Work request >>
All lines from the one with "identify every antenna" onward, through the last line of the records below, are to be retyped word for word.

Record set >>
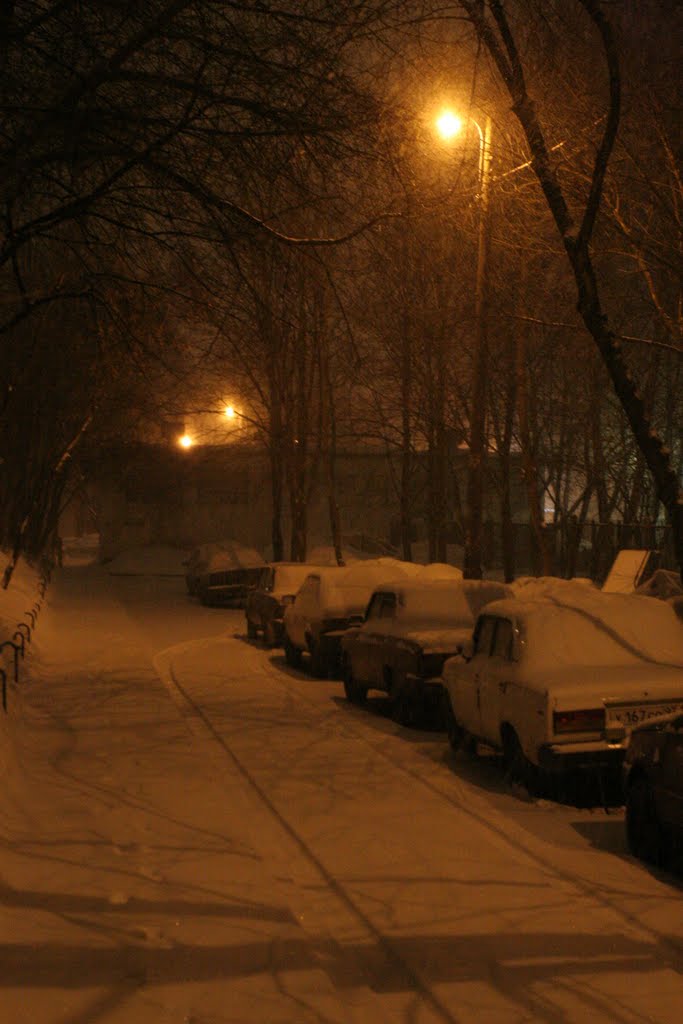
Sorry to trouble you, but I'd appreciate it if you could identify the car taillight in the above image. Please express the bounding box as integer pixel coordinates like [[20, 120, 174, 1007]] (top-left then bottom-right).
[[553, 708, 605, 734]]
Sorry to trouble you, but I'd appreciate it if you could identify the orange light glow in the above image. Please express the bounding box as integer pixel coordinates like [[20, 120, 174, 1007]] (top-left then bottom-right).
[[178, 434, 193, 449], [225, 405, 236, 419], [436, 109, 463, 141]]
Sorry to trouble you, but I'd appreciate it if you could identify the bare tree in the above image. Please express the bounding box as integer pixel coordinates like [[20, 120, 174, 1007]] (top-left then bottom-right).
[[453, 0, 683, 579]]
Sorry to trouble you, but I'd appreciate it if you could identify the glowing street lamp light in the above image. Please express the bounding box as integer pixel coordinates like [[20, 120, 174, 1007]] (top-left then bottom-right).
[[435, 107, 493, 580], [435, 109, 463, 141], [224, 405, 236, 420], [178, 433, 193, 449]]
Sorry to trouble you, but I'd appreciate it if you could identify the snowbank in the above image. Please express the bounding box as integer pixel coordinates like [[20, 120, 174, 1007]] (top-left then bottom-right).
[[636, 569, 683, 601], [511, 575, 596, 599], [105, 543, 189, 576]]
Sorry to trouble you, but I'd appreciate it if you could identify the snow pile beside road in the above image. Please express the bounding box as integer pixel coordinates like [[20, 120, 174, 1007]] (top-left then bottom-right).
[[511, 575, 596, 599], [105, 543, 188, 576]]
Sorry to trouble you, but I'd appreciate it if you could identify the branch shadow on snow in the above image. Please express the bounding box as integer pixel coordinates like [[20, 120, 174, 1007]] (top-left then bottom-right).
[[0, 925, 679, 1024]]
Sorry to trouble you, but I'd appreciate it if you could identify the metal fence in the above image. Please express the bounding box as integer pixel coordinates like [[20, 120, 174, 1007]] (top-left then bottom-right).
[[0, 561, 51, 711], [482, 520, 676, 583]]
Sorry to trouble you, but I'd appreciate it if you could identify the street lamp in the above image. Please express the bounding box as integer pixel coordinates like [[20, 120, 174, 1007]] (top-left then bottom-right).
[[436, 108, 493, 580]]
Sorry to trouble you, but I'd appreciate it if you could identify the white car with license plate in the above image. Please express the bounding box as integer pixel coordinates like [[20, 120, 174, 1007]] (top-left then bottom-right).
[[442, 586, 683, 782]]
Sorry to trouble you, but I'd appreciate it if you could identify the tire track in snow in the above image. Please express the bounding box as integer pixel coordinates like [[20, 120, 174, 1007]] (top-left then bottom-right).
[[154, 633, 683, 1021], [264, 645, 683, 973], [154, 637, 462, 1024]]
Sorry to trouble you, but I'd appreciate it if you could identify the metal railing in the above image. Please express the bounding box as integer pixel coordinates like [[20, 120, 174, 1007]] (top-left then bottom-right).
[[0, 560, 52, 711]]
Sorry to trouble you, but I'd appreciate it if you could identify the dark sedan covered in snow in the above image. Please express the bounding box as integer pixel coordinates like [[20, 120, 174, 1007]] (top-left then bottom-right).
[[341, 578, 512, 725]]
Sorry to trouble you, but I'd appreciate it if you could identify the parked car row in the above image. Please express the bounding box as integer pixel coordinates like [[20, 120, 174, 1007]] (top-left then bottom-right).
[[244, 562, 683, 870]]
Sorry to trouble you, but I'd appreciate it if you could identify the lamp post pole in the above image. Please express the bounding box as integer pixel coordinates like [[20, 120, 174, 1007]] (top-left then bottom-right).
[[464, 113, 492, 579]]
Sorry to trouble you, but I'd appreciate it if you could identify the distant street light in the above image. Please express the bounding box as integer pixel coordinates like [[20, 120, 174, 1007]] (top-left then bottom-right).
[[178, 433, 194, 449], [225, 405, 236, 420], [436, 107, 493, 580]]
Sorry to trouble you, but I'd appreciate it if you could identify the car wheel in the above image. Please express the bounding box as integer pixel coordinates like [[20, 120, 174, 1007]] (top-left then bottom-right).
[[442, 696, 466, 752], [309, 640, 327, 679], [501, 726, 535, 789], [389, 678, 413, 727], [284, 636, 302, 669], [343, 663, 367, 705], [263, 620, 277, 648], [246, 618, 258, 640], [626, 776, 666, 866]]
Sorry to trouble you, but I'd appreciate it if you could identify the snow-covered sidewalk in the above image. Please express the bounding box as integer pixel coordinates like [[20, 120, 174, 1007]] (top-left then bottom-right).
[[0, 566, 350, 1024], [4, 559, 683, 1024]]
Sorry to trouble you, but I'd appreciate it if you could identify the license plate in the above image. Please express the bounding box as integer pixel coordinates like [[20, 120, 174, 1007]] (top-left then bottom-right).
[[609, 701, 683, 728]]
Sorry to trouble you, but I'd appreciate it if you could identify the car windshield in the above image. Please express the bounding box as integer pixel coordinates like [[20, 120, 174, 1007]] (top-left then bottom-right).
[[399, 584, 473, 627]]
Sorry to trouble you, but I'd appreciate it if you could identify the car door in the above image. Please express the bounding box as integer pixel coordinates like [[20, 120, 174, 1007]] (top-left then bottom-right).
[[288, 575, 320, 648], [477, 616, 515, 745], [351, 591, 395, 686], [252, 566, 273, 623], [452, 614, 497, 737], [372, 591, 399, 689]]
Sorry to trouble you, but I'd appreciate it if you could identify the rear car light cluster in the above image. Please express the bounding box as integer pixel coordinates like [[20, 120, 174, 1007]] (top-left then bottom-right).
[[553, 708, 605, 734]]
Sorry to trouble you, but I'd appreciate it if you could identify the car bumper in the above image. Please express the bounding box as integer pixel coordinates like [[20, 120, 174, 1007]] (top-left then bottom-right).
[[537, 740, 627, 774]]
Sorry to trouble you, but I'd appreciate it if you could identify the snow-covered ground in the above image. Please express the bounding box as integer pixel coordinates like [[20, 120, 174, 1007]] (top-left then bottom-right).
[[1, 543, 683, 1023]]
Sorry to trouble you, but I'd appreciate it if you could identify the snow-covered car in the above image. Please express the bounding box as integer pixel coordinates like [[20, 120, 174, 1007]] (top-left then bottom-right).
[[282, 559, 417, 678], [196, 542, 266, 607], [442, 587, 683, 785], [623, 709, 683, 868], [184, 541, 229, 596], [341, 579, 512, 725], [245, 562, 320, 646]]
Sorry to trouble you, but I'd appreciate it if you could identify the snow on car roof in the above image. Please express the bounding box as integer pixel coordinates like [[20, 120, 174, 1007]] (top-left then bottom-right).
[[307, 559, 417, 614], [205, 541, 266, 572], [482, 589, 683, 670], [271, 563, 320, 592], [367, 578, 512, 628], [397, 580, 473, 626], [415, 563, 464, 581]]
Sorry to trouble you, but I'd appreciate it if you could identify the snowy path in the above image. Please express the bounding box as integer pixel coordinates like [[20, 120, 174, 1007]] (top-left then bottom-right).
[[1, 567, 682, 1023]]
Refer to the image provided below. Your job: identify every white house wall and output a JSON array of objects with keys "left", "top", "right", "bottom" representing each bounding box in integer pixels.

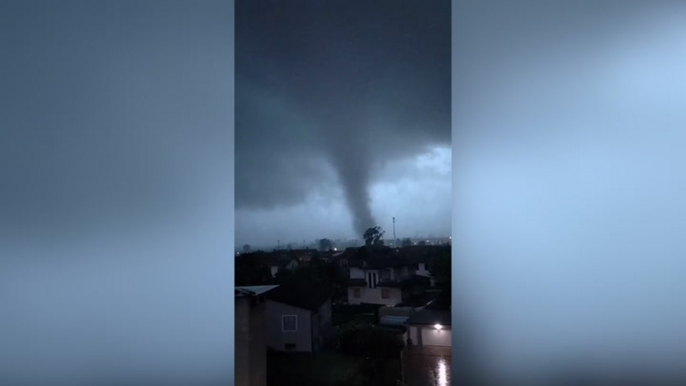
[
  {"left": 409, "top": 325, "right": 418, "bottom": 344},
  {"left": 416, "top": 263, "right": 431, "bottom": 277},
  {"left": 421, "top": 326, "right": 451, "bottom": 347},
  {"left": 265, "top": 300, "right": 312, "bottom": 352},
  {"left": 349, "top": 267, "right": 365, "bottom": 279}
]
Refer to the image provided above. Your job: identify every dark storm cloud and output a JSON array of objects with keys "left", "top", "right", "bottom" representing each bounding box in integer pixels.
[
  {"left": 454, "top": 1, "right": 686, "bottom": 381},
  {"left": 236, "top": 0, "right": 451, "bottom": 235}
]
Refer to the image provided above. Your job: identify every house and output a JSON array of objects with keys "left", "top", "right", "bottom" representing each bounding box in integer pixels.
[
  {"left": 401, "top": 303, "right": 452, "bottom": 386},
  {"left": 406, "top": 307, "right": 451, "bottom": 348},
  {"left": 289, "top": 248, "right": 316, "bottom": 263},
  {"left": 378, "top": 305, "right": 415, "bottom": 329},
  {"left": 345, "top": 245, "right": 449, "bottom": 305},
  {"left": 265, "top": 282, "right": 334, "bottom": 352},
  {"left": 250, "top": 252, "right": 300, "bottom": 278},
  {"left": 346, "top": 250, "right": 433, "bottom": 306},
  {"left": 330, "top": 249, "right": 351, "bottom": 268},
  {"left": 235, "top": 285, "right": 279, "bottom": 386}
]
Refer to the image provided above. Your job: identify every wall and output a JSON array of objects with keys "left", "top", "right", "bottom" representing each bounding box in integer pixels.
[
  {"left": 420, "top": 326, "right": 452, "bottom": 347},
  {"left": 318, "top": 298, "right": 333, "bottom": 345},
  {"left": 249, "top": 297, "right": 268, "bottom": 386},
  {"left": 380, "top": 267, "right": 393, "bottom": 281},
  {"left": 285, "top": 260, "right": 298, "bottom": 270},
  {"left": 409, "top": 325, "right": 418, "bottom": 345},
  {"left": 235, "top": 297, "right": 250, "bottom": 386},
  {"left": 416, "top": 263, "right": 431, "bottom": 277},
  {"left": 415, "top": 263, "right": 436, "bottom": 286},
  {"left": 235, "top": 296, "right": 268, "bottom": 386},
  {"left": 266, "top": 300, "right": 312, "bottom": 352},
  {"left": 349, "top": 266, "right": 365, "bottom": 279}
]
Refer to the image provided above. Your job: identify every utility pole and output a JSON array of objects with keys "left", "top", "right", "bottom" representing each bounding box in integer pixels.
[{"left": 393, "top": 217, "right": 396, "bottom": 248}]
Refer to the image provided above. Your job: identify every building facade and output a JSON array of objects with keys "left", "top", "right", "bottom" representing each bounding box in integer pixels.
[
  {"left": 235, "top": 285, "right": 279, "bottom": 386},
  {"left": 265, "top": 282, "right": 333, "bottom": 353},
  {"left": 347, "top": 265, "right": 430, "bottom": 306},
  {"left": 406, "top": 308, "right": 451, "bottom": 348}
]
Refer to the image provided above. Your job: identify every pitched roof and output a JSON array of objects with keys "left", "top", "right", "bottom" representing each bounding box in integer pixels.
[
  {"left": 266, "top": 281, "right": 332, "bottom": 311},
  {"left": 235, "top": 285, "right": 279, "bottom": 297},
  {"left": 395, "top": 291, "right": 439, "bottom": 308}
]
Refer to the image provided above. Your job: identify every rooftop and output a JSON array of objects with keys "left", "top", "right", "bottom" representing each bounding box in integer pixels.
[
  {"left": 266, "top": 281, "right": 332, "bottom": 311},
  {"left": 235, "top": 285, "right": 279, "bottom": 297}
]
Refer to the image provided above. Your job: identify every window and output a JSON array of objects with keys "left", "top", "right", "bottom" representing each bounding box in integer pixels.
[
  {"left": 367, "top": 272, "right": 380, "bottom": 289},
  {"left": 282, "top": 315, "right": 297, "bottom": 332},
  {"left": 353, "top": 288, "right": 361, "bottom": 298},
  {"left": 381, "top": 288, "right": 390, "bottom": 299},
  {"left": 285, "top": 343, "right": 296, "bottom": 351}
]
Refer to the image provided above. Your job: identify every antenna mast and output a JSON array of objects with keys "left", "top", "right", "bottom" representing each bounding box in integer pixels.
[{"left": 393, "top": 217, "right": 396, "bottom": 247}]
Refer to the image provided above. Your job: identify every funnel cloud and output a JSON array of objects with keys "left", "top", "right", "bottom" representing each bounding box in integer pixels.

Answer below >>
Refer to the image provided above. Your job: identify every antenna mast and output a JSON array of objects with keys "left", "top", "right", "bottom" representing each bounding box in integer pixels.
[{"left": 393, "top": 217, "right": 396, "bottom": 247}]
Refer to the image provided above. Your job: identify every funnel cloud and output a JSON array of objects with keys "left", "top", "right", "bottom" representing each bounding box in integer pixels.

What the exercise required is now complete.